# WHAT TO PRODUCE:
How many lines in the items below contain the string "facade", with case counting? Reply with the number alone.

# DATASET:
Start
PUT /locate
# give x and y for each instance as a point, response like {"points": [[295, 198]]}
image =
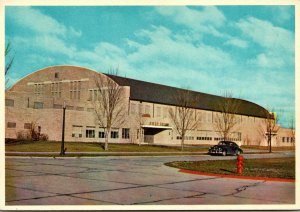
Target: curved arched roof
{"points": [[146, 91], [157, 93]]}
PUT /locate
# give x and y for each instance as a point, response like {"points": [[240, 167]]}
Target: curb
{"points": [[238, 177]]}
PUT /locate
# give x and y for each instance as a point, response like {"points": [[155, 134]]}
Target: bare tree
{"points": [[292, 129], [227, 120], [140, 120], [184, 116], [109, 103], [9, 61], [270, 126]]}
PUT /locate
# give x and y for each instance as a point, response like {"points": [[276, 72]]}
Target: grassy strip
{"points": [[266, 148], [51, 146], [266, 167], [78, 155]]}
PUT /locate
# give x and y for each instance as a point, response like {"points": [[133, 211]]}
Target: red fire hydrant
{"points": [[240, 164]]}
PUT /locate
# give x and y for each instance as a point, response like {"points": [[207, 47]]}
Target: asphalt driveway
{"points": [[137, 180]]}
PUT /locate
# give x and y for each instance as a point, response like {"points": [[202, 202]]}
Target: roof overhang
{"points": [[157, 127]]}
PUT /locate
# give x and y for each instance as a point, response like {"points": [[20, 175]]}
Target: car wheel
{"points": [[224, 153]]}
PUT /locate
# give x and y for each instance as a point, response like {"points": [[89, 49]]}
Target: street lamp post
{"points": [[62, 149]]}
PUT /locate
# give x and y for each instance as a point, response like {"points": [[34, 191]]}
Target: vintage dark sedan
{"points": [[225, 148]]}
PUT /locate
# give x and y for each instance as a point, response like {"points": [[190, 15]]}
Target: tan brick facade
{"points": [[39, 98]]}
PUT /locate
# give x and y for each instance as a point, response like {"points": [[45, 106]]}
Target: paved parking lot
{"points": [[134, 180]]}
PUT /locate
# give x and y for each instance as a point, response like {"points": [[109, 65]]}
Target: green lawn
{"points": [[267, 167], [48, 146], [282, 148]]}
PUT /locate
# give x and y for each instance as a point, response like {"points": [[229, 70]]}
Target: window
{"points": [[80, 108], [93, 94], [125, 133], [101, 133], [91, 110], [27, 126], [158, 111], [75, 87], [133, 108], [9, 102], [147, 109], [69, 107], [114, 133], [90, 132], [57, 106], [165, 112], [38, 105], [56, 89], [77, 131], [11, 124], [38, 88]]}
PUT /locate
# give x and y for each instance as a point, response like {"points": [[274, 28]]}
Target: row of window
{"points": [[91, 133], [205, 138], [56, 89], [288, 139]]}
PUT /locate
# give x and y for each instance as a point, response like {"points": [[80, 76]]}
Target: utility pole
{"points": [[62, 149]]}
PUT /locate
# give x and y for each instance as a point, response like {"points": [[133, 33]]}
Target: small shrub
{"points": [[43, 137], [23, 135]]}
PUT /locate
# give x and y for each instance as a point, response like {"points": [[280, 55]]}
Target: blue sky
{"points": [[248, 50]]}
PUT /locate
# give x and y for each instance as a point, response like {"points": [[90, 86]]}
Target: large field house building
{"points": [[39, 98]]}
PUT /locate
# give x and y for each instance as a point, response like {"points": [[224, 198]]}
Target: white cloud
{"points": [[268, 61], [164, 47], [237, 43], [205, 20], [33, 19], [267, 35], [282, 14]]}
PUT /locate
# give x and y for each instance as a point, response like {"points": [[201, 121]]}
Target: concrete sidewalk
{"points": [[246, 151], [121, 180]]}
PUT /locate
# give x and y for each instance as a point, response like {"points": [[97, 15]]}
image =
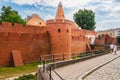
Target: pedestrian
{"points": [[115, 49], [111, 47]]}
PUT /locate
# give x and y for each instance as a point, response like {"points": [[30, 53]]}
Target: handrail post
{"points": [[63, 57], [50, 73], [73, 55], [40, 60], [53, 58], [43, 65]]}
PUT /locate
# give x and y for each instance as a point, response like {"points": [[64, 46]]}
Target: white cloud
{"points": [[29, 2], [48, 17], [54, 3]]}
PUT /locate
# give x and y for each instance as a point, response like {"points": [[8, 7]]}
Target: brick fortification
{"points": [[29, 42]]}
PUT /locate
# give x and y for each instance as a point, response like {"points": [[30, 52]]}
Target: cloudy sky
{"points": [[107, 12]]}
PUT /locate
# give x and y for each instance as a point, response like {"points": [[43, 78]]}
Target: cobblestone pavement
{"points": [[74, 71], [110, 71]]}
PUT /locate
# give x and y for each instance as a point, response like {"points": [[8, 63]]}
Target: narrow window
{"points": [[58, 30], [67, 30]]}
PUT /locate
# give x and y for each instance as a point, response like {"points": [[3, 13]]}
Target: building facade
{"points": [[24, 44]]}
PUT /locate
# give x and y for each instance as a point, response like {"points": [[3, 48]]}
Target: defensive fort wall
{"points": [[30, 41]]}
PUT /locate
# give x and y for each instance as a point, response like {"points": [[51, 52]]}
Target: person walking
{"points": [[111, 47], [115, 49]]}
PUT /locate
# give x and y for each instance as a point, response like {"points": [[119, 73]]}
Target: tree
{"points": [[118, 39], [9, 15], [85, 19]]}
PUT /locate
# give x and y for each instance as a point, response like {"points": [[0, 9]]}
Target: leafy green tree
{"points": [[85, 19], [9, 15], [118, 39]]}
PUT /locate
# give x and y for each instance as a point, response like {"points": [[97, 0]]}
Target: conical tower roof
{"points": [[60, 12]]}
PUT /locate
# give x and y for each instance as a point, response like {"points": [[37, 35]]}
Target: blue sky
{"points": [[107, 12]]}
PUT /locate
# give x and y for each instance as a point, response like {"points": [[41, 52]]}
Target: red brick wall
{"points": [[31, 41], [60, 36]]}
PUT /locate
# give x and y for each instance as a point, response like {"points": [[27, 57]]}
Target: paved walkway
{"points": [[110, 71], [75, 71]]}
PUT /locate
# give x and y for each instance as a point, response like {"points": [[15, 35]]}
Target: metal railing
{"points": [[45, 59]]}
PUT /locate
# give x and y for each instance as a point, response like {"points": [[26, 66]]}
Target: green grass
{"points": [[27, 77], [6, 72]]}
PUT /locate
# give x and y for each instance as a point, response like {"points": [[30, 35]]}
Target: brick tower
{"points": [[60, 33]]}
End
# WRITTEN REPLY:
2